● GIVEN INFORMATION
* * * * * * *

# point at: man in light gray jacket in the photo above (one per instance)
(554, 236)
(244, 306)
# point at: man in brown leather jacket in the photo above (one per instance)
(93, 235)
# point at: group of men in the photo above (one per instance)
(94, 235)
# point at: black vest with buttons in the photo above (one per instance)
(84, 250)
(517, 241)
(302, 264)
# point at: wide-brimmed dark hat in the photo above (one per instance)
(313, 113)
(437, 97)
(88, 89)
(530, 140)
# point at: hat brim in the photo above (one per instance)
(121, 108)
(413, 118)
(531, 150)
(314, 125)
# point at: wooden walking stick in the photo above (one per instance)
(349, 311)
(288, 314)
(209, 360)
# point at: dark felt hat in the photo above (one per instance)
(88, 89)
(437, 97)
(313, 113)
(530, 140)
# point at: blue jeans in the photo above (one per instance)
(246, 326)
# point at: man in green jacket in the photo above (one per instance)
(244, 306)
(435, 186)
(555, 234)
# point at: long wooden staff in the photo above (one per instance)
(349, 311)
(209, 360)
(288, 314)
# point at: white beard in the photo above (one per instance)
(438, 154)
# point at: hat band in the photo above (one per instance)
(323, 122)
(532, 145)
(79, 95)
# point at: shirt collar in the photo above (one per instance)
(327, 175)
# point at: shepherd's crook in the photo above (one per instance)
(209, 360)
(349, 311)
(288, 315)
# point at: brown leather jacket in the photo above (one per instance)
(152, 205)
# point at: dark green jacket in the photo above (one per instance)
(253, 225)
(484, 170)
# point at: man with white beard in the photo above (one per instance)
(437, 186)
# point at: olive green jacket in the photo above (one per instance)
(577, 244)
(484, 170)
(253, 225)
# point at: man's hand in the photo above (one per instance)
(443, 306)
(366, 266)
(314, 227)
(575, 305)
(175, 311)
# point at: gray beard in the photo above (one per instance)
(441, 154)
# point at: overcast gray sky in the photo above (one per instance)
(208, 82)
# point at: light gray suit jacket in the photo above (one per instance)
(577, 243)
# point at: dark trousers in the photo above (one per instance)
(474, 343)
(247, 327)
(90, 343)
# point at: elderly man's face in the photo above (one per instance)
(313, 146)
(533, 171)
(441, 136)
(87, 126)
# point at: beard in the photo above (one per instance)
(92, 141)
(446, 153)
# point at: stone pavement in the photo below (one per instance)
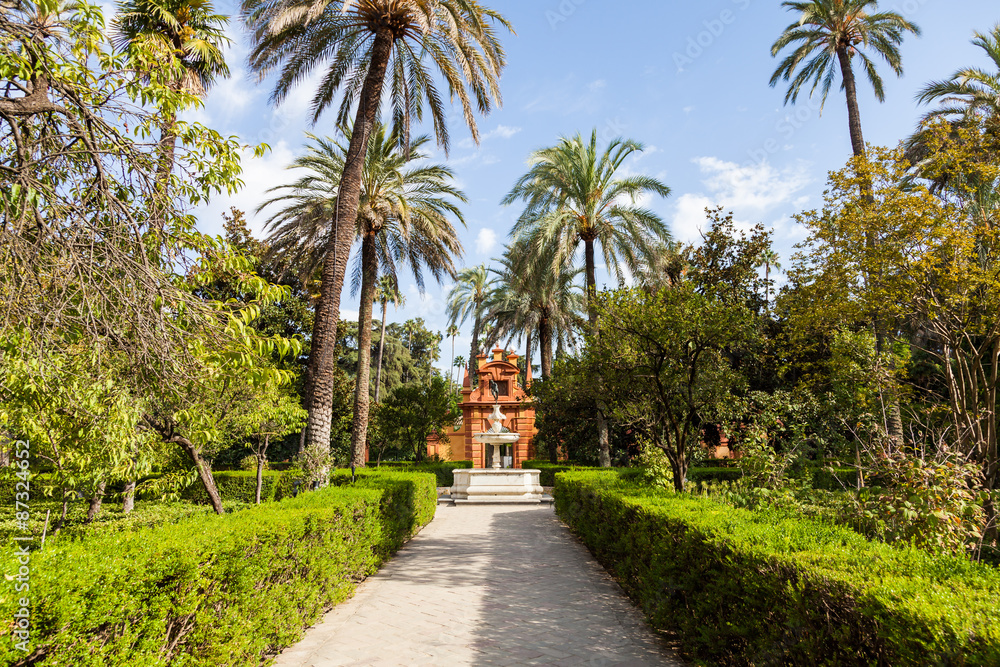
(485, 585)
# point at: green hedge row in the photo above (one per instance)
(210, 591)
(744, 588)
(440, 469)
(240, 485)
(549, 470)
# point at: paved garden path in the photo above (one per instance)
(485, 585)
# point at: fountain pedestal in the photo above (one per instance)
(496, 484)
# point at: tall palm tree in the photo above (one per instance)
(403, 216)
(367, 47)
(830, 33)
(451, 332)
(185, 38)
(970, 90)
(386, 291)
(466, 299)
(573, 194)
(530, 298)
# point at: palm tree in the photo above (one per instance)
(466, 299)
(403, 216)
(451, 332)
(572, 195)
(386, 291)
(368, 47)
(531, 298)
(829, 29)
(185, 38)
(970, 90)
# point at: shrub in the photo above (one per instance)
(211, 590)
(408, 502)
(440, 469)
(744, 587)
(240, 485)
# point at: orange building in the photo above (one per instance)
(477, 404)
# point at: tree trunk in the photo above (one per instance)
(381, 347)
(95, 501)
(545, 345)
(588, 253)
(324, 339)
(474, 350)
(851, 90)
(128, 501)
(261, 459)
(604, 458)
(359, 429)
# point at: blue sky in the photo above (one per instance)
(689, 80)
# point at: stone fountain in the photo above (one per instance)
(496, 484)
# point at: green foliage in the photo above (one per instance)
(409, 500)
(215, 590)
(743, 587)
(442, 470)
(935, 505)
(240, 485)
(410, 414)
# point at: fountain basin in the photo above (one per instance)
(496, 485)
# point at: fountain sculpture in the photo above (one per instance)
(496, 484)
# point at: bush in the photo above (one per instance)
(549, 470)
(212, 590)
(713, 474)
(240, 485)
(743, 587)
(408, 502)
(440, 469)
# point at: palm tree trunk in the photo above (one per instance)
(545, 345)
(851, 90)
(324, 339)
(381, 347)
(128, 502)
(359, 430)
(527, 356)
(474, 350)
(261, 459)
(588, 253)
(95, 502)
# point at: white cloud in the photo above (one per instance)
(755, 193)
(486, 240)
(259, 174)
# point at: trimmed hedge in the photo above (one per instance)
(408, 503)
(442, 470)
(549, 470)
(744, 588)
(217, 590)
(713, 474)
(241, 484)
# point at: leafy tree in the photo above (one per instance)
(662, 359)
(274, 413)
(841, 29)
(403, 216)
(413, 412)
(371, 47)
(182, 38)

* * * * * * *

● BRIEF
The material above is to be repeated word for word, with no images kept.

● EXERCISE RESULT
# point at: man in light gray jacket in the photo above (one per instance)
(554, 236)
(244, 306)
# point at: man in brown leather jacket in the photo above (one per instance)
(93, 235)
# point at: group of men in the photo above (one per instance)
(94, 235)
# point at: black vest with buttons in the photo above (one per instance)
(84, 250)
(517, 241)
(302, 264)
# point at: wide-brimmed dark hat in the photo above (one per instance)
(313, 113)
(437, 97)
(88, 89)
(530, 140)
# point at: hat brim in the photo above (one per instance)
(121, 108)
(413, 118)
(531, 150)
(314, 125)
# point at: wooden walking stick in the photo above (one per instance)
(349, 311)
(288, 314)
(209, 360)
# point at: dark felt hat in the photo above (one per instance)
(88, 89)
(437, 97)
(313, 113)
(530, 140)
# point at: blue jeans in the photo above (one per instance)
(246, 326)
# point at: man in green jacket in the photo above (one per instance)
(244, 306)
(435, 186)
(555, 234)
# point at: long wooden staff in the photo above (one per instance)
(349, 311)
(209, 360)
(288, 314)
# point at: white beard in the photo above (one per instance)
(438, 154)
# point at: hat band in the photo above (one per instance)
(323, 122)
(532, 145)
(79, 95)
# point at: shirt collar in the photo above (one per instance)
(327, 175)
# point at: shepherd's crook in the photo above (one per instance)
(209, 360)
(349, 311)
(288, 315)
# point at: brown leather jacket in the photo above (one per instance)
(152, 205)
# point at: dark green jacket in the photo above (one per instance)
(253, 225)
(484, 170)
# point at: man with white beard in the photo above (one per instance)
(437, 186)
# point at: olive green jacket in the photo above (one per instance)
(577, 244)
(484, 170)
(253, 225)
# point at: man's hand in the photo above (one per instance)
(443, 306)
(366, 266)
(314, 227)
(575, 305)
(175, 311)
# point at: gray beard in the photo above (one per instance)
(441, 154)
# point at: overcast gray sky in the photo above (one per instance)
(208, 82)
# point at: light gray suit jacket in the photo above (one per instance)
(577, 243)
# point at: dark trousers in the photo above (one per instance)
(474, 343)
(247, 327)
(90, 343)
# point at: elderly man's face in the photo above (one per instance)
(313, 146)
(533, 171)
(441, 136)
(87, 126)
# point at: beard in the photo above (one per instance)
(92, 141)
(446, 153)
# point at: stone pavement in the photo below (one per instance)
(485, 585)
# point at: green hedge row in the photo above (one per instance)
(210, 591)
(744, 588)
(440, 469)
(240, 485)
(549, 470)
# point at: paved garden path in the photo above (one per instance)
(485, 585)
# point at: fountain pedestal in the photo above (one per instance)
(496, 484)
# point at: tall palm tree in the photo above (one per instance)
(403, 216)
(367, 47)
(830, 33)
(451, 332)
(185, 38)
(970, 90)
(386, 291)
(466, 299)
(573, 194)
(530, 298)
# point at: palm tree in the photo above (one per instance)
(466, 299)
(403, 216)
(451, 332)
(572, 195)
(386, 291)
(368, 47)
(531, 298)
(829, 29)
(185, 38)
(970, 90)
# point at: shrub in the photo above (one per instance)
(211, 590)
(408, 502)
(440, 469)
(744, 587)
(240, 485)
# point at: orange building in the photo above (one per instance)
(477, 404)
# point at: tree trunk in the photo above (one per instance)
(381, 347)
(95, 501)
(545, 345)
(588, 253)
(324, 339)
(474, 350)
(851, 90)
(128, 501)
(261, 459)
(604, 458)
(359, 429)
# point at: blue sky in the photo above (one per instance)
(689, 80)
# point at: stone fountain in the photo above (one per instance)
(496, 484)
# point at: green foliage in the photo above (one per instance)
(409, 500)
(215, 590)
(743, 587)
(442, 470)
(935, 505)
(240, 485)
(410, 414)
# point at: fountain basin in the photo above (one per instance)
(496, 485)
# point at: fountain sculpture in the photo above (one per instance)
(496, 484)
# point at: bush in the photo above (one per instance)
(549, 470)
(212, 590)
(713, 474)
(240, 485)
(743, 587)
(408, 502)
(440, 469)
# point at: palm tree trunk in the photo above (one per instance)
(545, 345)
(851, 90)
(324, 339)
(381, 347)
(128, 502)
(359, 430)
(527, 356)
(474, 350)
(261, 459)
(588, 253)
(95, 502)
# point at: white cloud in the photo above (one per instance)
(755, 193)
(486, 240)
(259, 174)
# point at: trimmed hedge in the photo above (one per instance)
(408, 503)
(442, 470)
(549, 470)
(744, 588)
(217, 590)
(713, 474)
(241, 484)
# point at: leafy tree in the photo above (one per instance)
(662, 359)
(274, 413)
(841, 29)
(403, 216)
(413, 412)
(371, 47)
(182, 38)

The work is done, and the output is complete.